Problem to work on – Could you reproduce these records with every "photo" swapped for "image", keeping everything else unchanged and omitting the pictures?

Entries supplied –
....

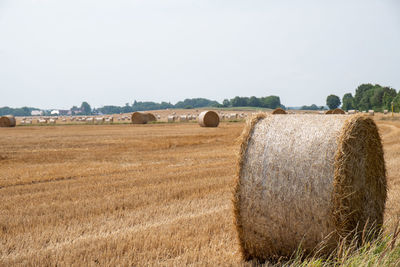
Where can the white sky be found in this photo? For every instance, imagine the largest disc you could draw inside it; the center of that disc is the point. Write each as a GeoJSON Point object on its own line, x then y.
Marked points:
{"type": "Point", "coordinates": [58, 53]}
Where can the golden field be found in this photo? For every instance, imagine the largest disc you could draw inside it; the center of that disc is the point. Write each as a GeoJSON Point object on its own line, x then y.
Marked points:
{"type": "Point", "coordinates": [130, 195]}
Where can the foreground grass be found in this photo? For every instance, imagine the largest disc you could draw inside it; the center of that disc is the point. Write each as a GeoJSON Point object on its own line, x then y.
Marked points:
{"type": "Point", "coordinates": [383, 251]}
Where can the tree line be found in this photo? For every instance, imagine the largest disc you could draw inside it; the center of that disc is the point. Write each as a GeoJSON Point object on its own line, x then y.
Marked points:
{"type": "Point", "coordinates": [271, 102]}
{"type": "Point", "coordinates": [367, 97]}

....

Correct result –
Where can the white sky be found in this image? For every instance, imagine the largest disc you could draw inside it; the center of that disc is the point. Write each as a GeoJSON Point object on its own line, x then y.
Marked points:
{"type": "Point", "coordinates": [58, 53]}
Where can the golden field be found in this image? For every instance, imagine the largest disc you could draw inside it; the center of that disc is the point. Write each as a GeoJSON Point object on its own line, x then y.
Marked points:
{"type": "Point", "coordinates": [130, 195]}
Where can the foreground grass be found in this image? For every instance, imagine the largest disc you could draw inside it; the center of that disc is the point. Write each as a GeoJSON Point object on its own line, x then y.
Marked points:
{"type": "Point", "coordinates": [383, 251]}
Where can the tree line be found in this image? For every instance, imagine the largest disc you could draw inside it; the center of that disc is the point. Write each as a GeoJSON Point object on its own line, x then y.
Marked points:
{"type": "Point", "coordinates": [271, 102]}
{"type": "Point", "coordinates": [367, 97]}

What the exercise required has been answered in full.